Would you set down every entry shown below, precisely as written?

[Pointing dataset records]
* start *
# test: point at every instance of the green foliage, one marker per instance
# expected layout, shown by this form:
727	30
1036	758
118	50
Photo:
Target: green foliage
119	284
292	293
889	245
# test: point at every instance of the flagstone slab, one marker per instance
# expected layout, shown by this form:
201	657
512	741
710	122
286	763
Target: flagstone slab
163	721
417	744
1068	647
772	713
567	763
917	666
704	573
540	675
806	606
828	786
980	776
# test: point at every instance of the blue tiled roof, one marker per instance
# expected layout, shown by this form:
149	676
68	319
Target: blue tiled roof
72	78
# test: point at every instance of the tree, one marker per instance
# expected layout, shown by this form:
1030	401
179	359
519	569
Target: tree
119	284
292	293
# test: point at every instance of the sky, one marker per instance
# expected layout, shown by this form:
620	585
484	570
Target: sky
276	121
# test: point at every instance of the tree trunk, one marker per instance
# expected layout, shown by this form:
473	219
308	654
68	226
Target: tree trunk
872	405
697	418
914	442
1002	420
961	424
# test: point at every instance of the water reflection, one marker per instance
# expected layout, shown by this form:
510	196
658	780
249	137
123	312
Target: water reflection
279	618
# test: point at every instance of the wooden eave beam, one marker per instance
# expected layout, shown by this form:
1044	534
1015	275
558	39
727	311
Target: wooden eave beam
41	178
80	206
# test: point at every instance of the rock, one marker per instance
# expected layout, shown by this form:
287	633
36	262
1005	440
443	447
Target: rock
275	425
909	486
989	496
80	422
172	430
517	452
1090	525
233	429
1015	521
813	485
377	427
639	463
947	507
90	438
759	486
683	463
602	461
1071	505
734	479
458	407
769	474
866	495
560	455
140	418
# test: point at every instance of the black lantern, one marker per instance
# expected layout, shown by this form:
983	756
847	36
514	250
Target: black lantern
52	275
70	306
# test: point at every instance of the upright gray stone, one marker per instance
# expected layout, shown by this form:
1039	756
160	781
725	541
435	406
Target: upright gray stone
* end *
● SOLUTION TO THIS EXERCISE:
# test: point at every instance of the green foliage, one marker per instance
# expected layout, shown by this form:
727	30
1036	758
118	50
Photo:
Target: green foliage
119	284
292	293
889	245
# test: point at every instance of the flagstone slab, one marker per instance
# expected layout, shown by this form:
201	657
512	741
710	122
286	763
Target: flagstone slab
163	721
417	744
1068	647
772	713
567	763
917	666
704	573
540	675
806	606
828	786
980	776
# test: point at every instance of the blue tiled roof, one marker per instance
# expected layout, shown by this form:
149	676
68	319
Target: blue tiled roof
72	78
# test: point at every instance of the tree, one marker per instance
# expected layout, shown by this form:
1030	401
179	359
519	569
Target: tree
119	284
292	293
# test: point at every instance of the sky, one marker per instance
# expected layout, shown by this form:
620	585
484	570
Target: sky
276	121
# test: point at every instance of the tree trunk, one marker per instance
# expected layout, shown by this form:
473	219
308	654
68	226
Target: tree trunk
872	405
697	418
914	442
1002	420
961	424
# test: point at every instance of the water reflection, one marker per instance
# expected layout, shown by this form:
510	196
658	780
249	137
123	312
Target: water reflection
279	618
# test: point at every instance of the wooden eave beam, one marker per instance
# expected layout, shown by this form:
1044	534
1015	275
558	39
727	311
Target: wooden eave beam
41	178
80	206
# test: point at every instance of the rock, one marker per instance
# expected layout, shown by this form:
287	633
36	262
1005	440
443	447
Target: rock
275	425
909	486
989	496
80	422
172	430
517	452
1090	525
233	429
1015	521
813	485
377	427
639	463
947	507
90	438
759	486
683	463
602	461
1071	505
734	479
458	407
769	474
866	495
560	455
140	418
# test: point at every instance of the black lantern, one marker per instance
# expected layout, shown by this form:
983	756
847	36
514	250
Target: black lantern
52	275
70	306
# test: point at every instance of the upright gray stone, one marker per instance
# expected layout, shown by this form:
1039	756
160	781
725	541
435	406
Target: upright gray stone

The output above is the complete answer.